Short problem – Write the next part of the forum post about filtering empty lists out of a pandas dataframe, starting right after its last line.
------ Provided text ------
I have a list inside a pandas dataframe and I want to filter it. For example, I have a dataframe like this:
{
"examples": [
{
"website": "info",
"df": [
{
"Question": "What?",
"Answers": []
},
{
"Question": "how?",
"Answers": []
},
{
"Question": "Why?",
"Answers": []
}
],
"whitelisted_url": true,
"exResponse": {
"pb_sentence": "",
"solution_sentence": "",
"why_sentence": ""
}
},
{
"website": "info2",
"df": [
{
"Question": "What?",
"Answers": ["example answer1"]
},
{
"Question": "how?",
"Answers": ["example answer1"]
},
{
"Question": "Why?",
"Answers": []
}
],
"whitelisted_url": true,
"exResponse": {
"pb_sentence": "",
}
},
]
}
my filter function:
def filter(data, name):
resp = pd.concat([pd.DataFrame(data),
pd.json_normalize(data['examples'])],
axis=1)
resp = pd.concat([pd.DataFrame(resp),
pd.json_normalize(resp['df'])],
axis=1)
resp['exResponse.pb_sentence'].replace(
'', np.nan, inplace=True)
resp.dropna(
subset=['exResponse.pb_sentence'], inplace=True)
resp.drop(resp[resp['df.Answers'].apply(len) == 0].index, inplace=True)
I want to remove the empty 'answers' elements in this dataframe. I have already filtered the empty 'problem_summary' elements using the following code:
resp['exResponse.pb_sentence'].replace(
'', np.nan, inplace=True)
------ Record excerpts ------
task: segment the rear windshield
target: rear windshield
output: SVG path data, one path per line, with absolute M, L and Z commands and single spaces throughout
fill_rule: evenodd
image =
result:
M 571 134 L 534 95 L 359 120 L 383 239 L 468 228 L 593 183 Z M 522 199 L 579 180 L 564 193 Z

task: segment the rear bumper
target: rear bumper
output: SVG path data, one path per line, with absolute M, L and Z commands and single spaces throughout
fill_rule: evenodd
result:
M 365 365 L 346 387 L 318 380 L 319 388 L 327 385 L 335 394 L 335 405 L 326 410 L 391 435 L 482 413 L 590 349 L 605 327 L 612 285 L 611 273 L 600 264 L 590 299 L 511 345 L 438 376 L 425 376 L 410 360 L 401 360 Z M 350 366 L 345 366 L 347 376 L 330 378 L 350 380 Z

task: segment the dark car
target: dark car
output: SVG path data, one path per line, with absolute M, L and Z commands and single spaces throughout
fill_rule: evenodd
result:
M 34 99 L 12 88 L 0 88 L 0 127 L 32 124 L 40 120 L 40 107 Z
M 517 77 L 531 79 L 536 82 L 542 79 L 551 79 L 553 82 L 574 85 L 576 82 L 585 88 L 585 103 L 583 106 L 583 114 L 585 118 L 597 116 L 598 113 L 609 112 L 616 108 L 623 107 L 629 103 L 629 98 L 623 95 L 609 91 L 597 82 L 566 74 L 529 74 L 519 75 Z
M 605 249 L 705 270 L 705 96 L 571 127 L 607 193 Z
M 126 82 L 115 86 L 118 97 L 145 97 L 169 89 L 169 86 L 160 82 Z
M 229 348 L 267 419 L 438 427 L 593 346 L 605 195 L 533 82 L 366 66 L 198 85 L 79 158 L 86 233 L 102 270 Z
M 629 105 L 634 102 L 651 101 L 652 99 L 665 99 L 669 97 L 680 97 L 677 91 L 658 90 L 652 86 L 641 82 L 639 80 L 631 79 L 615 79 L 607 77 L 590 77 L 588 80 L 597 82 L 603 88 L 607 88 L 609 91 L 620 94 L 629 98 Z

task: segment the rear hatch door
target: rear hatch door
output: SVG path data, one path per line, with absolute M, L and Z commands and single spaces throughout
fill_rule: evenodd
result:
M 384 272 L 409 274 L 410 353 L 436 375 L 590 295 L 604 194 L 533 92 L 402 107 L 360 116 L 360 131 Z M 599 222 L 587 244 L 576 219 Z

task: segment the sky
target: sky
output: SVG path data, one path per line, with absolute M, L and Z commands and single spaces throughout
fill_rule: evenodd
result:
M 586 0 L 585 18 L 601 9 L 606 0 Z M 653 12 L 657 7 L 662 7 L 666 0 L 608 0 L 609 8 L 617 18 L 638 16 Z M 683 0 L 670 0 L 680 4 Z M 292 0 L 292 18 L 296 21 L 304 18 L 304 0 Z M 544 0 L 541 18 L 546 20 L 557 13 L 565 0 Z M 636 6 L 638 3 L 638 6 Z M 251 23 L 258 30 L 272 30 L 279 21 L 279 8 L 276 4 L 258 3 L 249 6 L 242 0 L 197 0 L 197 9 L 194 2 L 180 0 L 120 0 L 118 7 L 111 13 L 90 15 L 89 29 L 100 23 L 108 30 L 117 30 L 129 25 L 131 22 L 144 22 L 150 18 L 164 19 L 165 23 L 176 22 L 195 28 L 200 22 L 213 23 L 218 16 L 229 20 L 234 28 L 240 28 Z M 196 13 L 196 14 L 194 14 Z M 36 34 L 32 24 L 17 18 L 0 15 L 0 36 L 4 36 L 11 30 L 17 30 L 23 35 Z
------
Response for this exercise –
resp.dropna(
subset=['exResponse.pb_sentence'], inplace=True)
How can I do the same for the 'answers' elements?
I don't actually expect a specific output. the following part of my code It throws the error "AttributeError: 'list' object has no attribute 'keys'". I think this is due to empty answers arrays, so I want to remove these parts.
resp.rename(
columns={0: 'Challenge', 1: 'Solution', 2: 'Importance'}, inplace=True)
# challenge deserializing
resp = pd.concat([pd.DataFrame(df_resp),
pd.json_normalize(resp['Challenge'])],
axis=1)
resp = pd.concat([pd.DataFrame(resp),
pd.json_normalize(resp['Answers'])],
axis=1)
error line:
29 resp = pd.concat([pd.DataFrame(resp),
---> 30 pd.json_normalize(resp['Answers'])],
31 axis=1)